- _MATERIALS PROVIDED_

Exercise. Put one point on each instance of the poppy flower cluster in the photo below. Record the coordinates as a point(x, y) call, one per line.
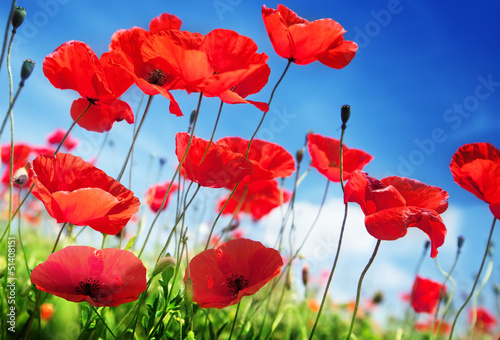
point(394, 204)
point(240, 267)
point(102, 277)
point(476, 168)
point(75, 191)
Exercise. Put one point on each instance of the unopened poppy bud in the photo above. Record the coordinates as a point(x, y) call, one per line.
point(26, 69)
point(18, 17)
point(21, 176)
point(460, 242)
point(164, 263)
point(378, 298)
point(188, 291)
point(305, 275)
point(345, 113)
point(299, 155)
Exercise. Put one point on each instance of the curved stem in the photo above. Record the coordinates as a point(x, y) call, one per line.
point(358, 294)
point(134, 139)
point(477, 279)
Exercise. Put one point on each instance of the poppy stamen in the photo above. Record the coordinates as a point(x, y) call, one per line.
point(236, 283)
point(156, 77)
point(89, 287)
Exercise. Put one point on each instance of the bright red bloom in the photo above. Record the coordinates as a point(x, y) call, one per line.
point(325, 157)
point(270, 160)
point(476, 168)
point(56, 137)
point(259, 198)
point(303, 42)
point(74, 65)
point(75, 191)
point(426, 294)
point(150, 76)
point(221, 167)
point(156, 194)
point(485, 320)
point(102, 277)
point(222, 63)
point(222, 276)
point(393, 205)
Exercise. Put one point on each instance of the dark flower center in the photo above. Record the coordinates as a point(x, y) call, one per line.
point(236, 283)
point(156, 77)
point(89, 287)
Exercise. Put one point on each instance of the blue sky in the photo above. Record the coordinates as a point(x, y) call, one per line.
point(425, 81)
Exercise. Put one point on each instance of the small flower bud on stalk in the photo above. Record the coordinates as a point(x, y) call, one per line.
point(18, 18)
point(345, 113)
point(164, 263)
point(26, 70)
point(21, 176)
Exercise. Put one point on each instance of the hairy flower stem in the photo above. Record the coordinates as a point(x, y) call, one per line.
point(120, 175)
point(358, 293)
point(234, 320)
point(477, 279)
point(341, 236)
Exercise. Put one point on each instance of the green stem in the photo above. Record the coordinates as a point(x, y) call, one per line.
point(476, 281)
point(120, 175)
point(358, 294)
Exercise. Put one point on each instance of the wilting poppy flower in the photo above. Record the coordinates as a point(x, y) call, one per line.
point(485, 320)
point(394, 204)
point(74, 65)
point(476, 168)
point(325, 157)
point(156, 194)
point(222, 276)
point(222, 63)
point(125, 56)
point(56, 137)
point(102, 277)
point(304, 42)
point(426, 294)
point(259, 199)
point(75, 191)
point(221, 167)
point(270, 160)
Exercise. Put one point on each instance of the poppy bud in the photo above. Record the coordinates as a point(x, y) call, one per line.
point(460, 242)
point(26, 69)
point(299, 155)
point(305, 274)
point(164, 263)
point(21, 176)
point(345, 113)
point(18, 17)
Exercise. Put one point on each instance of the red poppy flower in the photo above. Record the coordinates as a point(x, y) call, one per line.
point(150, 76)
point(156, 194)
point(303, 42)
point(259, 198)
point(74, 65)
point(269, 159)
point(102, 277)
point(75, 191)
point(425, 295)
point(325, 157)
point(476, 168)
point(222, 63)
point(221, 167)
point(56, 137)
point(222, 276)
point(485, 320)
point(393, 205)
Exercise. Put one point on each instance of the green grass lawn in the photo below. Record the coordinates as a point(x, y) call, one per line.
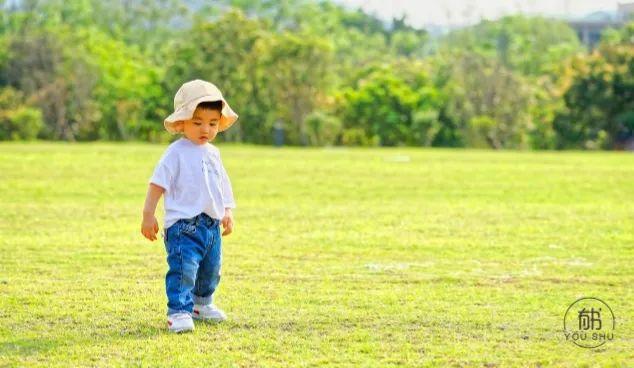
point(353, 257)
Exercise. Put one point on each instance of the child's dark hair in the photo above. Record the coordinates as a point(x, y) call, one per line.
point(211, 105)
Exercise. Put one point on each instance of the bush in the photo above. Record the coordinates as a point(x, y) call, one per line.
point(323, 129)
point(18, 121)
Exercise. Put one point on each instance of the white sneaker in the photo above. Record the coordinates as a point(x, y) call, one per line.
point(180, 322)
point(208, 312)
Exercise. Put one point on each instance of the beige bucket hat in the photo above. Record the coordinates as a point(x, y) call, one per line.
point(189, 96)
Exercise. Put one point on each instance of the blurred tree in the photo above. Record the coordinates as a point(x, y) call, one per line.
point(528, 45)
point(487, 103)
point(390, 109)
point(17, 120)
point(599, 100)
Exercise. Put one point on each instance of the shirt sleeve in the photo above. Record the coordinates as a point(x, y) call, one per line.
point(164, 172)
point(227, 191)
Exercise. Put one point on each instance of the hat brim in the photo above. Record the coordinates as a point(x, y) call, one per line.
point(227, 118)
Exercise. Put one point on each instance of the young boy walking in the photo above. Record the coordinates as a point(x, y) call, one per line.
point(197, 198)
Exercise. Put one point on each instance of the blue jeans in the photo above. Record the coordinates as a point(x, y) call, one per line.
point(194, 255)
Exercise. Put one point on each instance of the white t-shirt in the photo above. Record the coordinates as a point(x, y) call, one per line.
point(194, 180)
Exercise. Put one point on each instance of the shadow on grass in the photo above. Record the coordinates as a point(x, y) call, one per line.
point(29, 346)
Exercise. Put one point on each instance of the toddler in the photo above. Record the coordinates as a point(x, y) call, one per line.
point(197, 198)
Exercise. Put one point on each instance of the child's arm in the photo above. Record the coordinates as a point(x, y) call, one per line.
point(149, 226)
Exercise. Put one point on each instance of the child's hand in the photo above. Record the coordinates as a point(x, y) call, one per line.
point(227, 222)
point(149, 227)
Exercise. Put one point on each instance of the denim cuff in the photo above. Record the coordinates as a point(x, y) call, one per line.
point(202, 300)
point(171, 311)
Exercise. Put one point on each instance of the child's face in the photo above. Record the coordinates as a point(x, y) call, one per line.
point(202, 127)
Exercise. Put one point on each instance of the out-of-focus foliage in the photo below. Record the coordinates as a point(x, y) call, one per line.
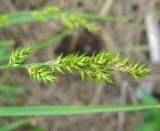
point(151, 117)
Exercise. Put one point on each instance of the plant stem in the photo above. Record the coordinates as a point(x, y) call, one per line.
point(7, 67)
point(70, 110)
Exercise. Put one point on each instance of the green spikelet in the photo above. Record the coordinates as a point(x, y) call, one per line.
point(19, 56)
point(42, 74)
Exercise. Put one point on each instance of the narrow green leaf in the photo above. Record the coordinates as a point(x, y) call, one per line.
point(69, 110)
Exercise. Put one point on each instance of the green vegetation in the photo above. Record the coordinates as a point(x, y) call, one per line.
point(98, 67)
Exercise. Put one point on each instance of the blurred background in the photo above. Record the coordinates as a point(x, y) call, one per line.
point(129, 27)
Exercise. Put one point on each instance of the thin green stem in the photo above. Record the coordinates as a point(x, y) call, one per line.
point(70, 110)
point(9, 66)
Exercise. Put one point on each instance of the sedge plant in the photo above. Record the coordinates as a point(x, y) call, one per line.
point(98, 67)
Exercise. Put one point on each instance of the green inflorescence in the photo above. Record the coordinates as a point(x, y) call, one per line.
point(97, 67)
point(19, 56)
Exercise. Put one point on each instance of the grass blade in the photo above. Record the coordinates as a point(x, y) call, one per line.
point(15, 125)
point(69, 110)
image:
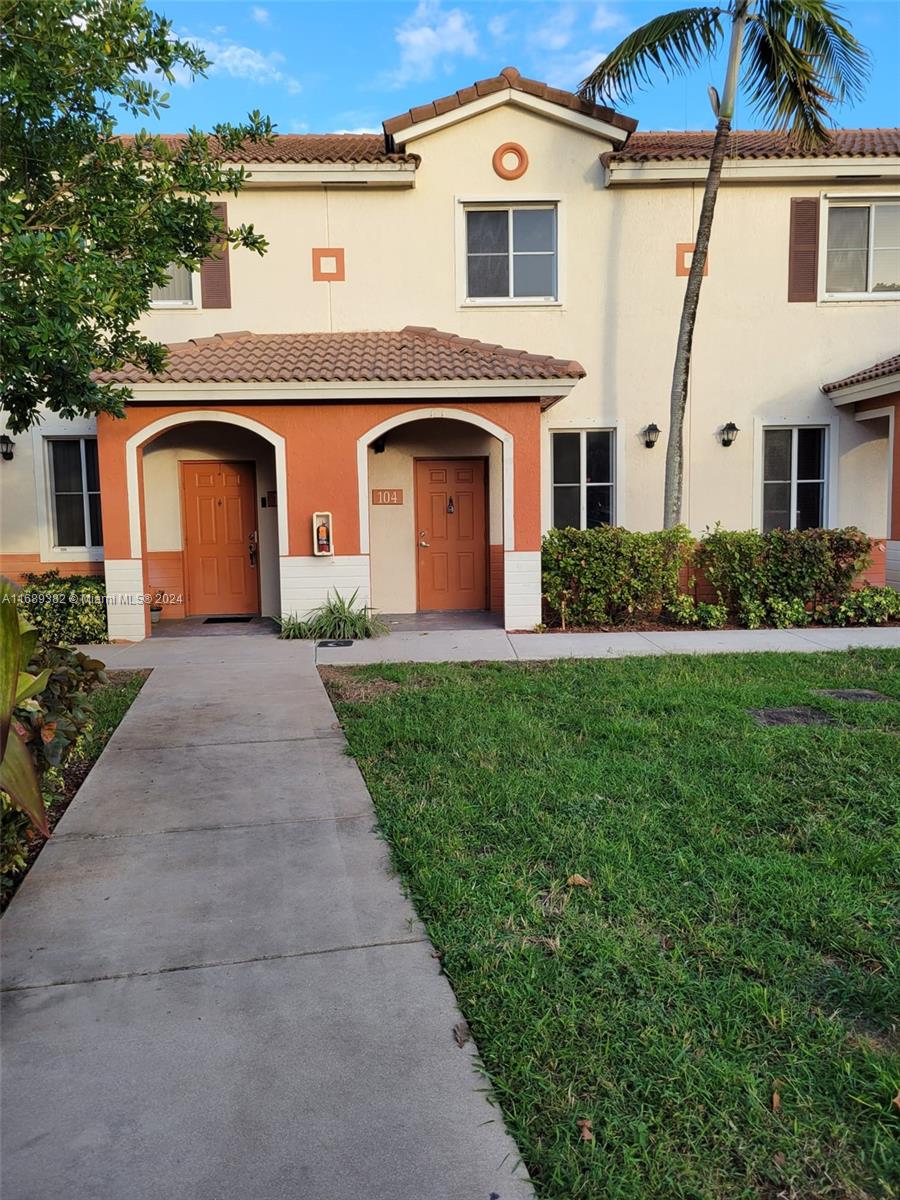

- _WHAT TO DO_
Copy every line of the records above word for word, from start to finish, but leave out the pictures.

- _SOLVED EXERCISE_
Exercise. Put one point on each instance of the poppy flower cluster in the photo below. Record the coordinates as a point(x, y) call, one per line.
point(394, 204)
point(240, 267)
point(102, 277)
point(476, 168)
point(75, 191)
Exercise. Put one point on each instance of the unopened poppy bud in the photo above. Record the coordinates as a point(x, y) call, one per line.
point(26, 69)
point(18, 17)
point(21, 176)
point(460, 242)
point(164, 263)
point(378, 298)
point(188, 291)
point(305, 275)
point(345, 113)
point(299, 155)
Exercise. Put one point on each instance of the curved stem in the photo above. Record the coordinates as a point(x, y) call, one per line.
point(358, 294)
point(134, 139)
point(477, 279)
Exercise. Put one point on each instance of the poppy stamen in the photo above. Record the coordinates as a point(x, y) call, one per line.
point(236, 283)
point(156, 77)
point(89, 287)
Exercise. Put one point on each instance of the bright red bloom in the photo above. Record the coordinates as a point(x, y) call, one per line.
point(325, 157)
point(270, 160)
point(476, 168)
point(56, 137)
point(259, 198)
point(303, 42)
point(74, 65)
point(75, 191)
point(426, 294)
point(150, 76)
point(221, 167)
point(156, 194)
point(485, 320)
point(102, 277)
point(222, 63)
point(222, 276)
point(393, 205)
Exercise. Put one point on each instance of the dark flower center in the photo above. Record the coordinates as a point(x, y) call, one per line.
point(236, 283)
point(156, 77)
point(89, 287)
Exercise. Put one point on each instance of the blue sky in the photo above. Record the coordinates as a point(x, y) call, one per line.
point(425, 81)
Exercise. Put one point on each instance of the small flower bud on stalk in the photo above. Record the coordinates as a point(x, y) call, one per line.
point(18, 18)
point(345, 113)
point(164, 263)
point(26, 70)
point(21, 176)
Exercise. Put one point on each instance of the hairy flower stem in the photo above. Record the coordinates as a point(x, y) call, one per line.
point(120, 175)
point(358, 293)
point(234, 320)
point(477, 279)
point(341, 236)
Exercise. Put one point on each instance of the green stem in the photo above. Record the coordinates as a point(x, y) call, one per line.
point(476, 281)
point(120, 175)
point(358, 294)
Exercise. Put one point on each instance of the wilting poppy flower in the photo above. Record the coordinates as a point(x, y) call, one per line.
point(485, 320)
point(394, 204)
point(74, 65)
point(476, 168)
point(325, 157)
point(156, 194)
point(222, 276)
point(222, 63)
point(125, 56)
point(56, 137)
point(102, 277)
point(304, 42)
point(426, 294)
point(259, 199)
point(75, 191)
point(221, 167)
point(270, 160)
Exercise. Put one point on each instance of the poppy bud in the photo above. Record the coordinates as a point(x, y) call, one per line.
point(460, 242)
point(26, 69)
point(299, 155)
point(305, 274)
point(164, 263)
point(21, 176)
point(345, 113)
point(18, 17)
Exercise. Put one point on each instance of the red poppy flower in the photo above. Record the coordinates as a point(x, y) call, one per line.
point(150, 76)
point(156, 194)
point(303, 42)
point(259, 198)
point(74, 65)
point(269, 159)
point(102, 277)
point(75, 191)
point(425, 295)
point(325, 157)
point(476, 168)
point(222, 63)
point(221, 167)
point(56, 137)
point(222, 276)
point(485, 320)
point(393, 205)
Exercise. Put one point on each instance of the green grass lawn in the photo below. Record the coordinates as a point(x, y) call, one per line.
point(353, 257)
Exercise. Put one point on each instance of the child's dark hair in the photo above. Record the coordinates as a point(x, y) call, one per line.
point(211, 105)
Exercise. Put one point on each instance of the bush in the photo above. Record the coordinates as a point(x, y) call, one per line.
point(323, 129)
point(18, 121)
Exercise. Put one point on each instance of the white sneaker in the photo above. Record the coordinates as a point(x, y) call, one per line.
point(180, 322)
point(208, 312)
Exercise. Put one point on each instance of the beige bucket hat in the photo above. Record the coordinates as a point(x, y) call, one per line.
point(189, 96)
Exercise. Put one point on each instance of the blurred tree in the photo above. Record the coordinates as a point(x, y) call, one per line.
point(528, 45)
point(487, 103)
point(390, 109)
point(17, 120)
point(599, 100)
Exercise. Put one point on each instance of the shirt sleeve in the photo above. Record the coordinates as a point(x, y) call, one per line.
point(164, 172)
point(227, 191)
Exercise. Put one point on each instance of the hat brim in the photo above. Record the coordinates as a point(x, y) call, one per line.
point(227, 118)
Exercise. Put one point on each instance of the young boy walking in the photo above. Record the coordinates as a point(x, y) call, one per line.
point(197, 198)
Exercise. Put one point on each instance of the blue jeans in the photo above. Record the coordinates as a point(x, y) call, one per line.
point(194, 255)
Exercise. Put one point on each instance of the white t-shirt in the photo above. Record the coordinates as a point(x, y) call, one per line.
point(194, 180)
Exercise. Put one point on each instance of the shadow on grass in the photo above. Record the coordinates as a point(x, y) call, one per line.
point(29, 346)
Exercise. Put one point on each instance of the toddler in the photo above. Record the coordinates as a point(x, y) call, one per line.
point(197, 198)
Exercise. Put one point on each instance of the child's arm in the photo above. Record the coordinates as a point(x, y) call, one per line.
point(149, 226)
Exercise. Put one point on each instance of the child's hand in the photo above. Record the coordinates as a point(x, y) call, one per line.
point(227, 222)
point(149, 227)
Exercise. Put one point on each instance of the denim cuff in the photo above. Record the coordinates as a point(x, y) call, one per line.
point(202, 300)
point(171, 311)
Exercise. Put one point on each instance of the child's face in the photo above. Record the coordinates as a point(x, y) call, one per line.
point(202, 127)
Exercise. Put one point on each instance of the out-of-focus foliage in the photo below. Record the coordinates as a point(x, y) call, one per line.
point(151, 117)
Exercise. Put one point on each instance of the plant stem in the photo above. Record the coordinates as a point(x, y) call, one per line.
point(7, 67)
point(70, 110)
Exercise. Put one point on each instance of the green spikelet in the photo above. Record the coordinates as a point(x, y) call, one per line.
point(19, 56)
point(42, 74)
Exercise. Put one point on each instance of the narrow green leaf in the photo above. Record the coordinates as a point(x, y) call, one per line.
point(69, 110)
Exercise. Put one point on each instance of the green vegetation in the photo above. Record the coordinates as a point(x, y) call, one per line.
point(98, 67)
Exercise. Put one point on each instance of the blurred background in the photo above. Record the coordinates as a point(x, y) call, one per line.
point(129, 27)
Exercise. Put one point on each instance of the thin green stem in the photo above. Record the coordinates as a point(x, y) call, one per line.
point(70, 110)
point(9, 66)
Exercise. Put one point on each instance of the sedge plant in the photo above. Record the coordinates as a point(x, y) call, one per line.
point(98, 67)
Exercise. Put one point on each instance of the green inflorescence in the photo above. Record the coordinates as a point(x, y) call, one per line.
point(97, 67)
point(19, 56)
Exercise. Put one point on each instance of the grass blade in the photo above. Record the coordinates as a point(x, y) call, one per line.
point(15, 125)
point(69, 110)
image:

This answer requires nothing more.